╭─ RECORDS TO USE

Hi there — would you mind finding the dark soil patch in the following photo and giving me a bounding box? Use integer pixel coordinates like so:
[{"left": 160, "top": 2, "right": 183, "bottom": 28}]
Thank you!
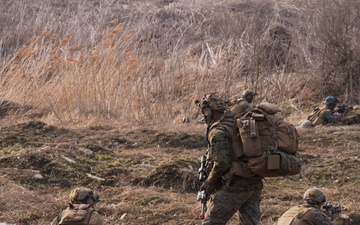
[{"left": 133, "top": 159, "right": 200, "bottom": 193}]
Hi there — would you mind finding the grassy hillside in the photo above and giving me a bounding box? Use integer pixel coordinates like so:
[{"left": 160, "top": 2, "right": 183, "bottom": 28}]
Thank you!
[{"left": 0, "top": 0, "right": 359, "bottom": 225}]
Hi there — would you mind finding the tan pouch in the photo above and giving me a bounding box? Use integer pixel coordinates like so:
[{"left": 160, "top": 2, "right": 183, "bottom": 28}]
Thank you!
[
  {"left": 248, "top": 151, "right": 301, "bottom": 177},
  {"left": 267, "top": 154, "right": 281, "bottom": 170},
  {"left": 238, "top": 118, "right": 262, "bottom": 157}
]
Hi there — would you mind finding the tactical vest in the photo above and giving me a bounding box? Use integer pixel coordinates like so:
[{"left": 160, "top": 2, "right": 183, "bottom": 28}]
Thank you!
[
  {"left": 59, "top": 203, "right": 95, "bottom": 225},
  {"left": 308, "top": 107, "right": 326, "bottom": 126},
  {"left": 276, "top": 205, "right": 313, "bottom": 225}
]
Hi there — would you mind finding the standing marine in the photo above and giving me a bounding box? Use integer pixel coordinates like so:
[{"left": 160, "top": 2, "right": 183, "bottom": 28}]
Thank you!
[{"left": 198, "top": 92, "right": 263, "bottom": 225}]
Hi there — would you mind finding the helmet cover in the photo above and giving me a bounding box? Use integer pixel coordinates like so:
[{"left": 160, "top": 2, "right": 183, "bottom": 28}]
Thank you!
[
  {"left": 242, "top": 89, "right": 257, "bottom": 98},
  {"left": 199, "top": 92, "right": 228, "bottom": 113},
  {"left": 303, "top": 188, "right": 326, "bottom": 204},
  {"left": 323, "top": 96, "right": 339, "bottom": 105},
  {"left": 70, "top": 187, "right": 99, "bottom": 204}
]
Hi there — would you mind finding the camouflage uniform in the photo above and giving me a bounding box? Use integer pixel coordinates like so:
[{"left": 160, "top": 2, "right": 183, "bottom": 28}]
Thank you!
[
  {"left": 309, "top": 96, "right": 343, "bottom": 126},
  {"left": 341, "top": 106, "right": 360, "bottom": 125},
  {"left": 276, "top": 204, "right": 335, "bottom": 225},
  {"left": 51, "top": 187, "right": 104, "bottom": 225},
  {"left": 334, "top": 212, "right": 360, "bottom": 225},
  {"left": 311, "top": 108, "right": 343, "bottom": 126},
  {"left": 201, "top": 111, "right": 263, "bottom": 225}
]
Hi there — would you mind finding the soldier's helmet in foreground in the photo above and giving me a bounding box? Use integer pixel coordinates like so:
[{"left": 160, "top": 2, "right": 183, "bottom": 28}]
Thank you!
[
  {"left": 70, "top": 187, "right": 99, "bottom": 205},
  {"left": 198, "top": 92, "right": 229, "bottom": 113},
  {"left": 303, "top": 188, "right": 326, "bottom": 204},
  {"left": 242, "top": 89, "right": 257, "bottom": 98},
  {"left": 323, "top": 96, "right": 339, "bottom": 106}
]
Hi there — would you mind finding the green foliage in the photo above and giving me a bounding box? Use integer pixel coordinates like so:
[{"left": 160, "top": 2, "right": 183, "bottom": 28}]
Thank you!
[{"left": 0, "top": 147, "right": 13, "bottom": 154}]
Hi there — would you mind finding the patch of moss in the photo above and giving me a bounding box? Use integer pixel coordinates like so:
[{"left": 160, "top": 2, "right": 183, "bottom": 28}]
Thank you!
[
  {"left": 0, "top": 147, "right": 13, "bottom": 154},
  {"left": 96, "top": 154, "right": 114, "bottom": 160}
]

╰─
╭─ RECORDS TO USE

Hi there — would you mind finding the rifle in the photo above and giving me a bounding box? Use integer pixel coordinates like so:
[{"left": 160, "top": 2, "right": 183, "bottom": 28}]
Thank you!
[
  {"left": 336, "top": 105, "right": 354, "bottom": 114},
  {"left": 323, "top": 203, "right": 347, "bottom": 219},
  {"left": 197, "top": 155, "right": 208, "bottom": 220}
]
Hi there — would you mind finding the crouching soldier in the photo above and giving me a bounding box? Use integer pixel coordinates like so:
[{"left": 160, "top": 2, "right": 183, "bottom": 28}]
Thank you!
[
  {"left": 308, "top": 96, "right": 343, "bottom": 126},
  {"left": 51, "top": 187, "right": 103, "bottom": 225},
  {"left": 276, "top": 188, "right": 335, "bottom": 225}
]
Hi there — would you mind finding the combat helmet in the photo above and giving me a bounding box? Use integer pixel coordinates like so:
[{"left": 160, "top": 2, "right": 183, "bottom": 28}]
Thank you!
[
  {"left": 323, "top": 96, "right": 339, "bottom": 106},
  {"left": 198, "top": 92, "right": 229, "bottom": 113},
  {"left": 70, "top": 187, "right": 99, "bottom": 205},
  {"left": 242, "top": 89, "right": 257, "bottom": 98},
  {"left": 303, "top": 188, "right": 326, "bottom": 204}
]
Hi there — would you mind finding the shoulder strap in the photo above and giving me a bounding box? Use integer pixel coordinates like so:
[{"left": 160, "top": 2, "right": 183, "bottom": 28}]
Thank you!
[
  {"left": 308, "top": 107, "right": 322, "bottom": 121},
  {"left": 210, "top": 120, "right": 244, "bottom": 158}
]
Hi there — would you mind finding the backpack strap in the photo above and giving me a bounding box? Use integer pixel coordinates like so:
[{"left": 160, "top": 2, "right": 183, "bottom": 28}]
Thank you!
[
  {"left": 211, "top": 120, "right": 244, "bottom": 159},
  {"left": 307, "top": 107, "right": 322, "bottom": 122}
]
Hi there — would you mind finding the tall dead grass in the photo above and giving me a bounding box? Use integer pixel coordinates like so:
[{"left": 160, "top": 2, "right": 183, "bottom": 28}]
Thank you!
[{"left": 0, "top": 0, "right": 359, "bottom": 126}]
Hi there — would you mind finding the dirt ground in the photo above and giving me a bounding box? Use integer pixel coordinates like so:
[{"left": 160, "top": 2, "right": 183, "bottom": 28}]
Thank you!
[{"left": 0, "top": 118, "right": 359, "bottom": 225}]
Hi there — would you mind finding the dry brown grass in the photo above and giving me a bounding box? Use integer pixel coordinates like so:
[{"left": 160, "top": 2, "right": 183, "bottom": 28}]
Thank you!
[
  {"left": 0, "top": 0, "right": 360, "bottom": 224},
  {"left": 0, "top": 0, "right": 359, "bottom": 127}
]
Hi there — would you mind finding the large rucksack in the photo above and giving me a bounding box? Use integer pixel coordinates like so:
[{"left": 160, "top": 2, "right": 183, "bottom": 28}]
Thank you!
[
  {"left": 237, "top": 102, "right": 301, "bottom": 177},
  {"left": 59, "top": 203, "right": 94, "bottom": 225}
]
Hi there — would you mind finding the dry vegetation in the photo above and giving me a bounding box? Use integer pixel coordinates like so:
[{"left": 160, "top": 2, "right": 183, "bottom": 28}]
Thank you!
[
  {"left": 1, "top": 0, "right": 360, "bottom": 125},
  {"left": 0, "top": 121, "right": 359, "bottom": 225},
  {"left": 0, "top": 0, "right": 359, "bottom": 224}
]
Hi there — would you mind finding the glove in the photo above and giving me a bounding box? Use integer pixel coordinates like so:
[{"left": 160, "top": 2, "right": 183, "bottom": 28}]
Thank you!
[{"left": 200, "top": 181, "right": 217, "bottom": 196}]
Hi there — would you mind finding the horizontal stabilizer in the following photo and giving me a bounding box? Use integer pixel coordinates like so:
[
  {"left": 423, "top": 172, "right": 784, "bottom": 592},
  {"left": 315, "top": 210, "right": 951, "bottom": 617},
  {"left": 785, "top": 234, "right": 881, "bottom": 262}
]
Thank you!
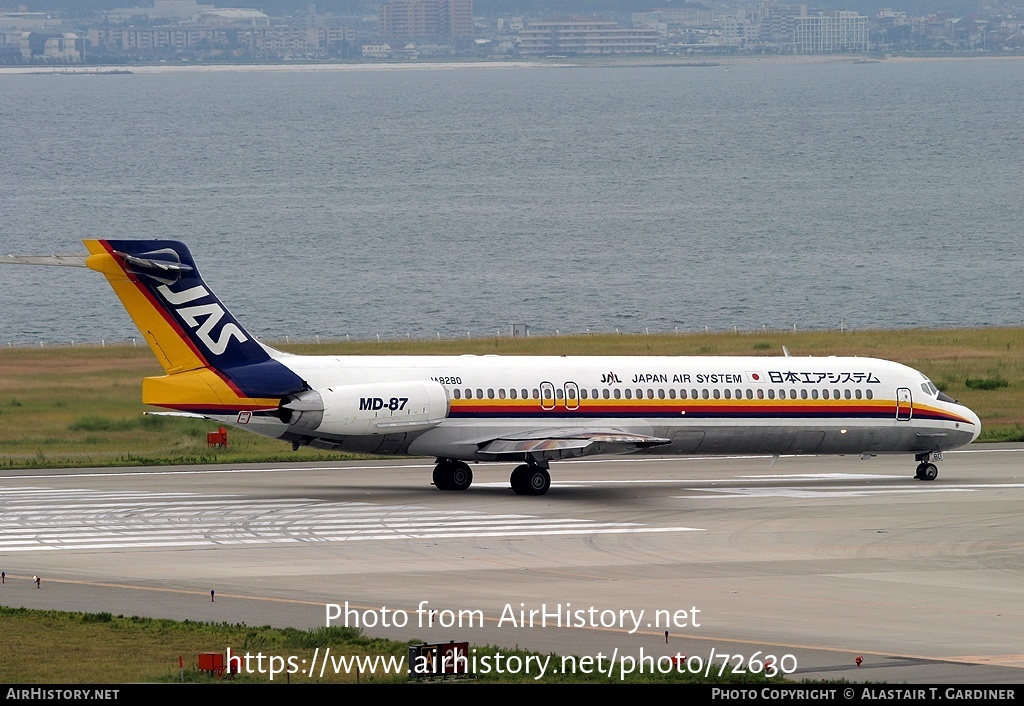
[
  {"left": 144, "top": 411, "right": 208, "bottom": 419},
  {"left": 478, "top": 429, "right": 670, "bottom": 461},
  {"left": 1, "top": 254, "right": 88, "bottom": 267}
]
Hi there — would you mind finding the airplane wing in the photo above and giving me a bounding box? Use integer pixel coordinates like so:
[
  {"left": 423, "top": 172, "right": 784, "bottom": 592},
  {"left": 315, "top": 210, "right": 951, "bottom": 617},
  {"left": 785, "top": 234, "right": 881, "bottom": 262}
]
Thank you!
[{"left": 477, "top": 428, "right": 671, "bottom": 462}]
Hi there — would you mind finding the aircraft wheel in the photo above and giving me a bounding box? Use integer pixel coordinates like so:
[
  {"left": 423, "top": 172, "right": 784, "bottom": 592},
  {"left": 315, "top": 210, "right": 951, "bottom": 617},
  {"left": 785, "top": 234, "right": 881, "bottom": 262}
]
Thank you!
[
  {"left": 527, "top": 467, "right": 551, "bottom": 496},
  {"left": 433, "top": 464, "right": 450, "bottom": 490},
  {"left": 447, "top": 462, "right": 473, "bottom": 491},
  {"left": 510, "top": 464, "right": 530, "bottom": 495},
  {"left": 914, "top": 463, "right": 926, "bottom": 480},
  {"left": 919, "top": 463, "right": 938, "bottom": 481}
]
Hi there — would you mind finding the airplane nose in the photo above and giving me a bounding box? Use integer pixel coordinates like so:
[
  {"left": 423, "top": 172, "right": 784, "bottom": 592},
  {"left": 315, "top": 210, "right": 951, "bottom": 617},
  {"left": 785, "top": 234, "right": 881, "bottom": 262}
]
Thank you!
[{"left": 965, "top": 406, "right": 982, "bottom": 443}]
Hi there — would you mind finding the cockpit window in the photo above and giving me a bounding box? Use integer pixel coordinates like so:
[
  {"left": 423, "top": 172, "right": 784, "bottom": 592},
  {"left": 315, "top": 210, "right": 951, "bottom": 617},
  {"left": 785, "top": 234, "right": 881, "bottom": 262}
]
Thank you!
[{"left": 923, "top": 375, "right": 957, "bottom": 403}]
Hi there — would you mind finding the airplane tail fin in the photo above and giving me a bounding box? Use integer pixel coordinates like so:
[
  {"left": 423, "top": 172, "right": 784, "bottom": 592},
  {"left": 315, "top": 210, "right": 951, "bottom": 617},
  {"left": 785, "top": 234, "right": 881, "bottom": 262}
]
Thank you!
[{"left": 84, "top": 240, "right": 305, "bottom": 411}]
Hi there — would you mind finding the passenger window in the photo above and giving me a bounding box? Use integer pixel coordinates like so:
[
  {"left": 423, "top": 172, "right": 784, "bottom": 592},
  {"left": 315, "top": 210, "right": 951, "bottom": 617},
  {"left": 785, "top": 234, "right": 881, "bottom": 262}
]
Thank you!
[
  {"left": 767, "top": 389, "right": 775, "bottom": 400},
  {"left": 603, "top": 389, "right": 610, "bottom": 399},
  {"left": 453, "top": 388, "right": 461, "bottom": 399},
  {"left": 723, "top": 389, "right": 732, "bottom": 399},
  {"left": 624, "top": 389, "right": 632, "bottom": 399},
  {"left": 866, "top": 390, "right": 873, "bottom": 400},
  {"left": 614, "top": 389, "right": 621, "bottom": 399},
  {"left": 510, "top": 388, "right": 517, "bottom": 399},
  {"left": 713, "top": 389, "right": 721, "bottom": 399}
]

╰─

PROBLEM
Return exactly the lines above, from the one with "Hi there — would you mind finding the dark" up to and including the one with "Hi there — would you mind finding the camouflage", and include no pictures.

RESPONSE
Hi there — would you mind finding the dark soil patch in the following photo and giving me a bounding box? Use integer pixel coordinates like so:
[{"left": 160, "top": 2, "right": 183, "bottom": 28}]
Thank you!
[{"left": 133, "top": 159, "right": 200, "bottom": 193}]
Hi there — would you mind finding the grassy hillside in the photo above and giving me a bounding box? Use integer pixel coordinates like so:
[{"left": 160, "top": 2, "right": 183, "bottom": 28}]
Thank you!
[{"left": 0, "top": 0, "right": 359, "bottom": 225}]
Hi there — would you mind finding the tan pouch in the photo above and giving me a bounding box? Use integer pixel coordinates like so:
[{"left": 160, "top": 2, "right": 183, "bottom": 28}]
Thank you!
[
  {"left": 248, "top": 151, "right": 301, "bottom": 177},
  {"left": 267, "top": 154, "right": 281, "bottom": 170},
  {"left": 238, "top": 118, "right": 262, "bottom": 157}
]
Hi there — would you mind finding the tactical vest in the photo above and giving me a bounding box? Use integer pixel coordinates like so:
[{"left": 160, "top": 2, "right": 183, "bottom": 28}]
Thank you!
[
  {"left": 59, "top": 203, "right": 95, "bottom": 225},
  {"left": 308, "top": 107, "right": 326, "bottom": 126},
  {"left": 276, "top": 205, "right": 313, "bottom": 225}
]
Hi there — would you mind finding the standing marine in the photo above and giving me a bounding box? Use integer pixel coordinates like so:
[{"left": 160, "top": 2, "right": 183, "bottom": 28}]
Thank you!
[{"left": 198, "top": 92, "right": 263, "bottom": 225}]
Hi there — would you mind finding the helmet cover in the photo above and giving me a bounding box? Use integer pixel coordinates like so:
[{"left": 160, "top": 2, "right": 183, "bottom": 28}]
Thank you!
[
  {"left": 242, "top": 89, "right": 257, "bottom": 98},
  {"left": 199, "top": 92, "right": 228, "bottom": 113},
  {"left": 303, "top": 188, "right": 326, "bottom": 204},
  {"left": 323, "top": 96, "right": 339, "bottom": 105},
  {"left": 70, "top": 187, "right": 99, "bottom": 204}
]
Hi there — would you mind finding the camouflage uniform in the photo above and giving me a bounding box? Use integer pixel coordinates like so:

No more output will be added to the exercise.